Task description: Start at the line holding "Verification task: the pole". Write out that line and each one after it to the end of the data, unchanged.

Start of Record excerpts

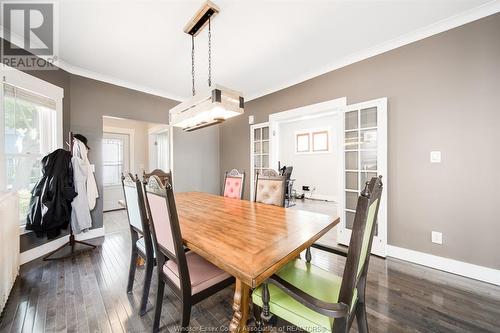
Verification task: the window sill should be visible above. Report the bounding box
[19,225,33,235]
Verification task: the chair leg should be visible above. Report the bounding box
[356,302,369,333]
[180,301,191,331]
[127,240,138,293]
[153,279,165,333]
[139,257,154,316]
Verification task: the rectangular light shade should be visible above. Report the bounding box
[169,84,244,131]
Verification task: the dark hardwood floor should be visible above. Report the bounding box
[1,210,500,333]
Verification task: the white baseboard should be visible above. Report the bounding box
[20,227,105,265]
[387,245,500,286]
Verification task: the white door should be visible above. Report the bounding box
[337,98,387,257]
[103,132,130,211]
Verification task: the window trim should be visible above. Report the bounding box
[295,127,332,154]
[295,133,310,153]
[1,66,64,228]
[312,130,329,152]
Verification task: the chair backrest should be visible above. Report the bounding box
[143,169,172,187]
[338,176,383,311]
[143,175,190,293]
[223,169,245,199]
[254,169,286,207]
[122,173,154,257]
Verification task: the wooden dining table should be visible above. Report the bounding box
[174,191,340,333]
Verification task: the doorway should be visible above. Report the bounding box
[268,97,387,257]
[102,116,170,234]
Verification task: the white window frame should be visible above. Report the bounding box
[1,66,64,229]
[294,127,332,155]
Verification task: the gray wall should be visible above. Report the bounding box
[70,75,221,231]
[220,13,500,269]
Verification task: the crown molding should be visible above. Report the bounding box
[57,60,184,102]
[245,0,500,101]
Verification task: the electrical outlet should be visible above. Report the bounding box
[430,151,441,163]
[312,186,316,191]
[431,231,442,245]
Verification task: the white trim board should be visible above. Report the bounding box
[20,227,105,265]
[387,245,500,286]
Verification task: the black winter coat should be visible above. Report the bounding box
[26,149,77,239]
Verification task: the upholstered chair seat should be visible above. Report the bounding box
[163,251,231,295]
[253,259,357,333]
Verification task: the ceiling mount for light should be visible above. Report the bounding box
[169,0,244,132]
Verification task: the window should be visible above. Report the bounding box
[1,73,63,225]
[312,131,329,152]
[296,129,330,153]
[102,138,124,186]
[296,133,310,153]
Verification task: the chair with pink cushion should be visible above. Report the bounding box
[222,168,245,199]
[143,175,234,333]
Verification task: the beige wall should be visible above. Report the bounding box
[220,14,500,269]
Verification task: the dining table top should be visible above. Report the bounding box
[174,191,340,288]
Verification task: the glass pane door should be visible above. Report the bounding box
[250,122,269,199]
[338,98,387,257]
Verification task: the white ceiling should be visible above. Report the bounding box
[56,0,498,101]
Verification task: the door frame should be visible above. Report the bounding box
[268,97,347,172]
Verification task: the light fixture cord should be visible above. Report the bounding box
[191,34,196,96]
[208,17,212,87]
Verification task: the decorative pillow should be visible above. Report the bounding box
[223,177,243,199]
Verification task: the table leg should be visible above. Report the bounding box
[229,279,250,333]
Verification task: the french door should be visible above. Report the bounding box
[337,98,387,257]
[250,122,270,200]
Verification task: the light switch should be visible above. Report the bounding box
[430,151,441,163]
[248,115,254,125]
[431,231,443,244]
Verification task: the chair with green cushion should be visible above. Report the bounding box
[252,176,383,333]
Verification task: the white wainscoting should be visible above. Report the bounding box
[387,245,500,286]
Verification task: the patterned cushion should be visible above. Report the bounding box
[256,179,284,206]
[163,251,231,295]
[223,177,243,199]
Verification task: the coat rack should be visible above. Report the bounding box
[43,131,96,261]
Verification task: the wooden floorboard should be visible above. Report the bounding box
[1,210,500,333]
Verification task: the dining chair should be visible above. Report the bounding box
[222,168,245,199]
[143,169,172,186]
[121,173,155,316]
[252,176,383,333]
[143,175,235,333]
[254,169,286,207]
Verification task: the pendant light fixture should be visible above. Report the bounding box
[169,1,244,132]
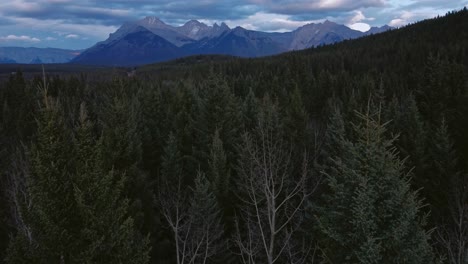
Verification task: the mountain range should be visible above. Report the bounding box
[0,18,390,66]
[0,47,80,64]
[72,17,392,66]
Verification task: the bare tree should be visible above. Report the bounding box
[233,99,312,264]
[5,146,33,244]
[159,164,191,264]
[159,156,224,264]
[437,173,468,264]
[233,215,261,264]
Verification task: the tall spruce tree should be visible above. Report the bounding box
[241,87,258,132]
[6,94,78,263]
[317,107,434,264]
[73,103,150,263]
[430,118,468,264]
[208,130,230,201]
[194,72,243,172]
[386,94,427,180]
[99,90,156,245]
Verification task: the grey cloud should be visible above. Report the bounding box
[262,0,385,15]
[401,0,464,11]
[0,0,393,28]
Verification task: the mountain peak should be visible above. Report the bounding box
[141,16,165,26]
[323,20,337,26]
[366,25,393,35]
[184,20,204,26]
[213,22,230,30]
[220,22,230,30]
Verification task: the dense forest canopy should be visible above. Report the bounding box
[0,8,467,264]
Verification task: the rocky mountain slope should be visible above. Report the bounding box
[72,17,392,66]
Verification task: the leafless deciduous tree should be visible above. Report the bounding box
[437,173,468,264]
[5,146,33,244]
[159,170,224,264]
[233,101,313,264]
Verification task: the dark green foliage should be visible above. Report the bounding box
[167,82,200,178]
[6,94,78,263]
[424,118,461,224]
[320,105,346,168]
[73,104,150,263]
[317,109,434,263]
[194,72,243,172]
[140,85,166,176]
[430,119,468,264]
[98,85,156,249]
[5,97,149,263]
[241,87,258,132]
[160,132,184,187]
[208,130,230,200]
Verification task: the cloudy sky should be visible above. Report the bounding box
[0,0,465,50]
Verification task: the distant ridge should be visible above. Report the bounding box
[0,47,80,64]
[72,17,392,66]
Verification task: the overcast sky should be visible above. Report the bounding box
[0,0,465,50]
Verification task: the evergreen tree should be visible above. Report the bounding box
[387,94,427,176]
[284,86,311,166]
[139,84,166,177]
[73,103,150,263]
[425,118,463,224]
[241,87,258,132]
[167,82,200,178]
[6,94,78,263]
[99,91,155,244]
[207,129,234,259]
[317,107,434,264]
[319,104,346,169]
[431,118,468,264]
[208,130,230,200]
[194,72,243,171]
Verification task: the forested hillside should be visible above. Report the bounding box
[0,8,467,264]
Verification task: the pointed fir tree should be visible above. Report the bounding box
[6,94,78,263]
[73,103,150,263]
[424,118,462,224]
[99,92,155,245]
[386,94,427,179]
[208,129,230,200]
[167,82,200,177]
[429,118,468,264]
[284,85,311,159]
[194,72,243,172]
[242,87,258,132]
[207,129,235,247]
[319,104,346,170]
[317,106,434,264]
[139,84,167,177]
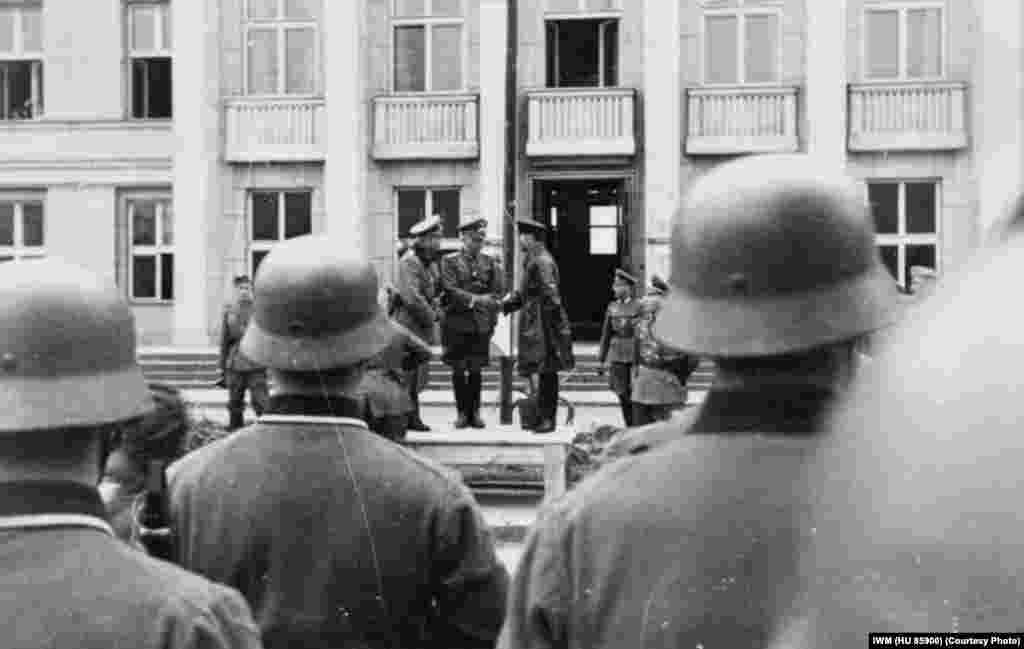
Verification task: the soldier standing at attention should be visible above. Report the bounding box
[394,216,442,432]
[440,217,504,429]
[0,258,260,649]
[597,269,640,426]
[219,275,268,431]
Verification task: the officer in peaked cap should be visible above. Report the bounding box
[440,217,504,428]
[394,215,443,431]
[597,268,640,426]
[499,154,900,649]
[167,234,509,649]
[0,258,260,649]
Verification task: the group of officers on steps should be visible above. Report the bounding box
[9,153,1024,648]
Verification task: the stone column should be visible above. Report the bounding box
[324,0,366,253]
[479,0,508,246]
[171,0,220,345]
[643,0,681,283]
[805,0,847,169]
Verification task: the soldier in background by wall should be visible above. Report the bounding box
[440,217,504,429]
[394,217,442,432]
[219,275,268,431]
[597,269,640,427]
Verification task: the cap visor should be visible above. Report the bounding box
[653,264,902,357]
[240,311,400,371]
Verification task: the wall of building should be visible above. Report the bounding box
[43,0,124,119]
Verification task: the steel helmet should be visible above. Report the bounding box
[0,258,152,432]
[240,234,399,371]
[654,154,900,357]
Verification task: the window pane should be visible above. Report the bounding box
[252,192,280,240]
[133,58,173,119]
[590,205,617,227]
[877,245,899,285]
[546,0,578,12]
[284,192,312,238]
[0,10,13,54]
[160,253,174,300]
[430,25,462,91]
[284,0,319,20]
[868,183,899,234]
[252,250,270,278]
[0,203,12,246]
[554,20,600,88]
[395,0,427,17]
[132,202,157,245]
[161,202,174,245]
[745,14,778,83]
[432,189,460,238]
[397,189,426,237]
[21,6,41,53]
[431,0,462,17]
[131,6,158,52]
[132,255,157,298]
[21,202,42,247]
[247,28,279,94]
[907,8,941,79]
[905,182,937,234]
[248,0,277,19]
[5,61,35,120]
[590,227,618,255]
[162,4,172,51]
[394,26,426,92]
[866,10,900,79]
[284,28,316,94]
[603,20,618,87]
[705,15,738,84]
[905,244,936,289]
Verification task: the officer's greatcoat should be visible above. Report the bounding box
[504,247,574,376]
[440,249,504,368]
[220,300,261,373]
[597,296,639,396]
[394,248,440,345]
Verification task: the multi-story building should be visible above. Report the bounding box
[0,0,1018,345]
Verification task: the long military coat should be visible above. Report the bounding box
[394,249,441,345]
[504,247,574,376]
[220,300,262,373]
[440,250,504,338]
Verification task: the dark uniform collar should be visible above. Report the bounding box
[688,386,836,436]
[0,480,110,521]
[265,394,369,420]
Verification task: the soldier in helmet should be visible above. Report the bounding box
[440,217,504,429]
[168,235,509,649]
[596,268,640,426]
[219,275,268,431]
[499,155,899,648]
[0,258,260,649]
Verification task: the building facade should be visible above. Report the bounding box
[0,0,1018,344]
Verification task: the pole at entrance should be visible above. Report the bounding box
[499,0,518,425]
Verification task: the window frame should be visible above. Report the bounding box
[545,16,620,89]
[0,4,43,120]
[127,194,174,303]
[394,186,462,245]
[543,0,622,17]
[248,188,314,278]
[867,179,941,291]
[390,0,467,94]
[126,2,172,120]
[243,0,320,98]
[0,192,45,262]
[861,1,946,82]
[701,6,784,87]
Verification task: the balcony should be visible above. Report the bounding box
[224,98,326,163]
[848,82,968,152]
[526,88,636,158]
[686,85,799,155]
[372,94,479,160]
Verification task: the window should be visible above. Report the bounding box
[865,5,943,80]
[250,190,312,276]
[393,0,464,92]
[545,19,618,88]
[128,197,174,300]
[868,181,939,292]
[396,188,460,239]
[245,0,318,96]
[589,204,619,255]
[127,2,172,119]
[0,195,44,263]
[545,0,621,13]
[0,4,42,120]
[703,9,780,84]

End of Record excerpts

Exercise solution:
Verification task: the pole at entrance should be visible above. Report the bounding box
[499,0,518,425]
Verification task: the window frame should be visible above. Report the bounding box
[545,16,620,89]
[0,4,43,120]
[127,194,174,303]
[394,186,462,245]
[543,0,622,17]
[248,188,314,278]
[867,179,941,291]
[390,0,467,94]
[126,2,172,120]
[243,0,320,98]
[0,192,45,262]
[861,1,946,82]
[701,6,784,87]
Verification task: the balcony should be visible above. Report the bounding box
[224,98,326,163]
[848,82,968,152]
[526,88,636,158]
[686,85,799,155]
[372,94,479,160]
Verification task: the window should be visible above. Report the bounding box
[865,5,943,80]
[250,190,312,276]
[393,0,464,92]
[545,19,618,88]
[128,197,174,300]
[868,181,939,292]
[396,188,460,239]
[245,0,318,96]
[589,204,619,255]
[127,2,172,119]
[0,195,44,263]
[545,0,621,13]
[0,4,42,120]
[703,9,780,84]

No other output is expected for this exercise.